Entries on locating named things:
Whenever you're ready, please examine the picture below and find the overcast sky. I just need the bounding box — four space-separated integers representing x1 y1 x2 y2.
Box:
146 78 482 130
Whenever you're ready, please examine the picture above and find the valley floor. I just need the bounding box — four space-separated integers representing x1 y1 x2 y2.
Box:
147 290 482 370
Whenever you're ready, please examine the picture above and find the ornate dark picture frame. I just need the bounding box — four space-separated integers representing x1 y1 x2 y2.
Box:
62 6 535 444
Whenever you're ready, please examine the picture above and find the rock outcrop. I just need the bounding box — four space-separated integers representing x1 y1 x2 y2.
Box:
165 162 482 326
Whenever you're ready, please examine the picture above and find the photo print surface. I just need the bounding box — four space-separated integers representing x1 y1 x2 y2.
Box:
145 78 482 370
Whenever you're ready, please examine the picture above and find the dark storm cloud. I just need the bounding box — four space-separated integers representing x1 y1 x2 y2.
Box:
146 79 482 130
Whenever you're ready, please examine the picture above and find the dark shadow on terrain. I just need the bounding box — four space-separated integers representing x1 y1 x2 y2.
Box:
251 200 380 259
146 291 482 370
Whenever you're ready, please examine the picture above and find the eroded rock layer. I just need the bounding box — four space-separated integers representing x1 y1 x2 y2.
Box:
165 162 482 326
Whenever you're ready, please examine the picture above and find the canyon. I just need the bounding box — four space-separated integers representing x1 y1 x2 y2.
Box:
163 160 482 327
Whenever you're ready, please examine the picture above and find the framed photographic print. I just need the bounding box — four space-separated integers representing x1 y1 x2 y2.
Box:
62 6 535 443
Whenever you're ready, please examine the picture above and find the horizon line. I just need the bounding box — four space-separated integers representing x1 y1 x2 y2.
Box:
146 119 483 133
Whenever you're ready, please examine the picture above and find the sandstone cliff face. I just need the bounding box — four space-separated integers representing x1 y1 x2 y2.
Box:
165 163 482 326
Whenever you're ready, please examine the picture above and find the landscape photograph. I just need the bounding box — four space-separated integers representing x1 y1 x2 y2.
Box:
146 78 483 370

Set exercise: Rewrite the entries above, changing each "bounding box" to "enclosing rectangle" and leaving everything else as it stands.

Expected answer:
Whenever you're ready, please examine the picture below and find the overcast sky. I just need the enclosing rectangle — four space-separated integers representing x1 y1 x2 y2.
Box:
146 78 482 130
Whenever you're ready, please examine the picture above and find the valley floor. I just need the enclosing rectangle — four space-separated integers representing x1 y1 x2 y2.
Box:
147 290 482 370
Whenever you're ready, please examine the picture above and find the ornate dark picture frame. I just need the enclosing rectangle — four space-separated integers representing x1 y1 x2 y2.
Box:
62 6 535 444
Whenever you're ready, please examine the picture above and find the rock outcrop. I just need the enclosing rectangle — four space-separated integers representing x1 y1 x2 y2.
Box:
165 162 482 326
Whenever you're ready, please examine the picture above and find the photo print surface. I just need the enclosing rectangle — four space-separated integers representing x1 y1 x2 y2.
Box:
145 78 482 370
Whenever you're ready, please examine the picture above and find the dark storm cloud. I just need the enclosing rectangle — four space-separated integers representing x1 y1 x2 y2.
Box:
146 79 482 130
Whenever you're ready, please examine the picture above and find the dark shadow on terrain. I just need the enclosing rectangle — four space-separated integers representing x1 y1 x2 y2.
Box:
251 200 380 259
146 291 482 370
Whenever you're ready, please examine the picture above and find the eroded rock layer. I just need the enclosing rectangle — four space-separated integers representing x1 y1 x2 y2.
Box:
165 162 482 326
Whenever you're ready, please examine the picture above and find the canyon. I just need the enclosing rectangle — four space-separated integers representing x1 y1 x2 y2.
Box:
163 160 482 327
Whenever you're ready, please examine the picture above and find the framed photographic print. I just need the enclosing rectangle — four space-separated integers representing x1 y1 x2 y2.
Box:
62 6 535 443
Whenever you're ready, please examine the picture above and find the horizon line. I just need the enclosing rectangle — four space-separated integers representing x1 y1 x2 y2.
Box:
146 119 483 133
Whenever you're ready, please examine the picture above and find the sandstone cliff face. I just need the enclosing rectangle — four space-separated integers representing x1 y1 x2 y2.
Box:
165 163 482 326
Whenever you're ready, please examine the picture above and find the landscape photograph. I just need the enclosing rectangle — four space-separated integers representing x1 y1 x2 y2.
Box:
146 78 483 370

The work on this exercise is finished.